_TASK TO CARRY OUT:_
Comb through the entries for "shirt" and pull out each line that holds it.
══ SUPPLIED MATERIAL ══
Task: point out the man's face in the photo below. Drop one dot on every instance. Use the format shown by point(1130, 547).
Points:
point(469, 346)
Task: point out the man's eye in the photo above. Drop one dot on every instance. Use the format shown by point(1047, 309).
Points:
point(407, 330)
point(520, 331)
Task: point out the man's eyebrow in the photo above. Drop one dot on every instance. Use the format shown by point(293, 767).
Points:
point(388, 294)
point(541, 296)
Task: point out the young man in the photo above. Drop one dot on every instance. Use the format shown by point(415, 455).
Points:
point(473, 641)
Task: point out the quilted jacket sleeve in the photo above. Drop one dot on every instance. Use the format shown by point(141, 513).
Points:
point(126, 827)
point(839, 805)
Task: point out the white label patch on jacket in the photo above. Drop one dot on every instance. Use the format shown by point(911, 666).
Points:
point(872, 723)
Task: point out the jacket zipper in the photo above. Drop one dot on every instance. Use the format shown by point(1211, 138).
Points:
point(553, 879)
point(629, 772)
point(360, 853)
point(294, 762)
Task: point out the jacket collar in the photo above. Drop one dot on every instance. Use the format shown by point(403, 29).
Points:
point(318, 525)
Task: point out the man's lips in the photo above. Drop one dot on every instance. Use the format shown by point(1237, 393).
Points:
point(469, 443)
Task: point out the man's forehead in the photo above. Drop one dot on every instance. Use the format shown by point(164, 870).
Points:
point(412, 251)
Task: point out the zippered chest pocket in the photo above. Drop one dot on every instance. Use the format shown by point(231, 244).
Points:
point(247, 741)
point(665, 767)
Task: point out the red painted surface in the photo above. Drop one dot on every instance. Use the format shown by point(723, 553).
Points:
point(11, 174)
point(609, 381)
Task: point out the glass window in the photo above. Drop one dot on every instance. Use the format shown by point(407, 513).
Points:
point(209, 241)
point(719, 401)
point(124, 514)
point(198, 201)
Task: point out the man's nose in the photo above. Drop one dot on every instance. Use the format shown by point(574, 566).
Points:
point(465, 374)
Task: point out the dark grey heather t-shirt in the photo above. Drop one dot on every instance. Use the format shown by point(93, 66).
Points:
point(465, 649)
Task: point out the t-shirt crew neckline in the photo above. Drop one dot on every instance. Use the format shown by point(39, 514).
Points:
═══
_RESPONSE:_
Task: point out the dark grey heather t-shirt in the photo above. Drop one dot on every instance. Use the format shown by point(93, 66).
Task: point out the t-shirt crew neckline in the photo above. Drop one dot on every instance. Use the format shown by point(39, 514).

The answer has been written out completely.